> **DATA TO PROCESS**

==*==

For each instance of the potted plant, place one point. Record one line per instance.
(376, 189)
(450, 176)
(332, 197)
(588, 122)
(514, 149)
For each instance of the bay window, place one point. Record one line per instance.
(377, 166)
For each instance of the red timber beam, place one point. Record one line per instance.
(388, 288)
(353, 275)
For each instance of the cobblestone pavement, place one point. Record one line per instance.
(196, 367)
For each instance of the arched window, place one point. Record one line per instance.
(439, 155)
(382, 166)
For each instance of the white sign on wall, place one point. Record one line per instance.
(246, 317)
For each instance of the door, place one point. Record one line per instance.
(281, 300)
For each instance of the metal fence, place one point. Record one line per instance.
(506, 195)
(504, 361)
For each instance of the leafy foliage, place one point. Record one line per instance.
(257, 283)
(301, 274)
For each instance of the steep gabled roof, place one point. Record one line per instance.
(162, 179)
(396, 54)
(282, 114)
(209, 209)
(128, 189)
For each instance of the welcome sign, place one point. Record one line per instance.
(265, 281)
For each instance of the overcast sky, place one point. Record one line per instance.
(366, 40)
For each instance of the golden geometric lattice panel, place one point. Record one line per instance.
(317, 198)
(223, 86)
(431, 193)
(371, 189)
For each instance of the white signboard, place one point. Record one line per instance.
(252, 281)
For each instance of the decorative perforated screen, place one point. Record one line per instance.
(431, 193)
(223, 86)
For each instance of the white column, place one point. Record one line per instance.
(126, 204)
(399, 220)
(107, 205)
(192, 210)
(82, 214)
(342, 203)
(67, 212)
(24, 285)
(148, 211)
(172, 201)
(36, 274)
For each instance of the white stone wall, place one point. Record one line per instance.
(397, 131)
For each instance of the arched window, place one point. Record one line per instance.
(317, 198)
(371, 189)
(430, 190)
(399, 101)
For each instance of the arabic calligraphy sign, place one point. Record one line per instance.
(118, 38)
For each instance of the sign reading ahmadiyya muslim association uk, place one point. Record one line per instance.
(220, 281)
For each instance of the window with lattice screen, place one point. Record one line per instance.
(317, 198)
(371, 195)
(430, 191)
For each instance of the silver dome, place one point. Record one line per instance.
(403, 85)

==*==

> **SET EXERCISE**
Transcribe all of the lines in the records precisely.

> **EXERCISE SOLUTION**
For each instance of the potted plant, place one point. Record one line per instance.
(376, 189)
(450, 176)
(332, 197)
(588, 122)
(514, 149)
For each instance of the bay window, place one point. Record one line per instance.
(377, 166)
For each instance of the red timber beam, place one point. Record one line per instance.
(388, 288)
(353, 275)
For each instance of the cobblestone pavement, place one point. Record one line per instance.
(196, 367)
For each instance of the arched window, place one point. Record one line per instance.
(439, 155)
(382, 166)
For each instance of the white sign on wall, place one point. Record one line per instance.
(246, 317)
For each instance of the door, place one point. Record one line per instance.
(281, 300)
For each instance of the metal fence, place one point. Record one line per instance.
(506, 195)
(504, 361)
For each instance of the leafy foliage, place one point. Record one line per instance.
(257, 283)
(301, 274)
For each instance of the steep gabled roof, place one point. Record one line per instance.
(162, 179)
(396, 54)
(282, 114)
(209, 209)
(128, 189)
For each instance of the welcome sign, place one point. Record one line per instance.
(265, 281)
For each instance of the overcast sky, place one point. Record one line per instance.
(366, 40)
For each instance of the golden geometric lattice panel, place one point. Record one line per instance.
(317, 198)
(223, 86)
(431, 193)
(371, 189)
For each instance of the white signboard, place one point. Record one line per instance.
(252, 281)
For each instance of the decorative perforated screen, place one point. Record one line per instance.
(431, 193)
(223, 86)
For each instance of the white column, place one point. Record one line per instance.
(126, 204)
(399, 220)
(107, 205)
(192, 210)
(82, 214)
(342, 203)
(67, 212)
(24, 285)
(148, 211)
(172, 201)
(36, 274)
For each instance of the white stone wall, place one point. Record one line per instance.
(397, 131)
For each instance of the arched window, place one point. Record one line per instance.
(317, 198)
(371, 189)
(430, 190)
(399, 101)
For each instance of the arabic calligraphy sign, place one point. Record one line per instance.
(118, 38)
For each instance of the sign reading ahmadiyya muslim association uk, place one point. Record one line per instance.
(220, 281)
For each instance of the window with lattice screen, place one point. Record one line per instance.
(317, 198)
(371, 195)
(430, 191)
For each instance of the silver dome, place one point. Record one line per instance.
(403, 85)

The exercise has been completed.